--- Start of Source document ---
\(\gdef\eqq{\stackrel{?}{=}}\)

Bootstrapping a verified compiler for
an imperative language in Rocq

Kacper F. Korban, SYSTEMF, EPFL

Supervised by Magnus O. Myreen, Chalmers University of Technology, University of Gothenburg and Clément Pit-Claudel, EPFL

QR code

Why bootstrap a verified compiler?

Bootstrapping
a verified compiler
-> No extraction
Bootstrapping noun /ˈbuːtˌstræpɪŋ/
  1. the process of creating a compiler executable in which the compiler compiles its own source code
Self-hosting adjective /ˌself.ˈhəʊstɪŋ/
  1. of a language whose compiler is implemented in itself

Verified compiler setup

IMPL language

\[ \begin{alignat*}{3} e\ {:}{:}{=} &\;\; x \;|\;\; n \;|\;\; e_1\; +\; e_2 \\ &|\;\; e_1\; -\; e_2 \;|\;\; e_1\; \backslash\; e_2 \;|\;\; e_1[e_2] \\ cmp\ {:}{:}{=} &\;\; {<} \;|\;\; {=} \\ t\ {:}{:}{=} &\;\; e_1\; cmp\; e_2 \;|\;\; \mathsf{not}\; t \\ &|\;\; t_1\; \wedge\; t_2 \;|\;\; t_1\; \lor\; t_2 \\ c\ {:}{:}{=} &\;\; \varepsilon \;|\;\; c_1\; ;\; c_2 \;|\;\; x\; {=}\; e \\ &|\;\; e_1[e_2]\; {=}\; e_3 \;|\;\; \mathbf{if}\; t\; \mathbf{then}\; c_1\; \mathbf{else}\; c_2 \\ &|\;\; \mathbf{while}\; t\; c \;|\;\; x\;{=}\; f(e_1,...,e_k) \\ &|\;\; \mathbf{return}\; e \;|\;\; x\; {=}\; \mathsf{alloc}(e) \;|\;\; \mathsf{abort} \\ &|\;\; \mathsf{putchar}\; e \;|\;\; \mathsf{getchar}\; x \end{alignat*} \]

ASM langage

\[ \begin{alignat*}{3} c\ {:}{:}{=}\;&\;\; \mathsf{always} \;|\;\; \mathsf{less}\; r_1\; r_2 \;|\;\; \mathsf{equal}\; r_1\; r_2 \\[2mm] i\ {:}{:}{=}\;&\;\; \mathsf{const}\; r\; w \;|\;\; \mathsf{add}\; r_1\; r_2 \;|\;\; \mathsf{sub}\; r_1\; r_2 \\ &|\;\; \mathsf{div}\; r \;|\;\; \mathsf{jump}\; c\; n \;|\;\; \mathsf{call}\; n \\ &|\;\; \mathsf{mov}\; r_1\; r_2 \;|\;\; \mathsf{ret} \;|\;\; \mathsf{pop}\; r \\ &|\;\; \mathsf{push}\; r \;|\;\; \mathsf{add\_rsp}\; n \\ &|\;\; \mathsf{sub\_rsp}\; n \;|\;\; \mathsf{load\_rsp}\; r\; n \\ &|\;\; \mathsf{store\_rsp}\; r\; n \;|\;\; \mathsf{load}\; r_1\; r_2\; o \\ &|\;\; \mathsf{store}\; r_1\; r_2\; o \;|\;\; \mathsf{getchar} \;|\;\; \mathsf{putchar} \\ &|\;\; \mathsf{exit} \;|\;\; \mathsf{comment}\; s \end{alignat*} \]

impl_to_asm_Rocq

...
--- End of Source document ---
Problem set:
A. Revise the verified-compiler text by giving everything from "Supervised by Magnus" down to "a verified compiler?" again, with "Supervised" changed to "Advised".
B. Translate the sentence "Why bootstrap a verified compiler?" from the verified-compiler text into Spanish.
The data stands apart from the verified-compiler text.
--- Start of Data extract ---
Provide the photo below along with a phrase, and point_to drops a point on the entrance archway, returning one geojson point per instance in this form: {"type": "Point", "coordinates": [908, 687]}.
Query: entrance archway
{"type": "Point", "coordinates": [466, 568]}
--- End of Data extract ---
The replies:
A.
Advised by Magnus O. Myreen, Chalmers University of Technology, University of Gothenburg and Clément Pit-Claudel, EPFL

QR code

Why bootstrap a verified compiler?

B. ¿Por qué hacer bootstrapping de un compilador verificado?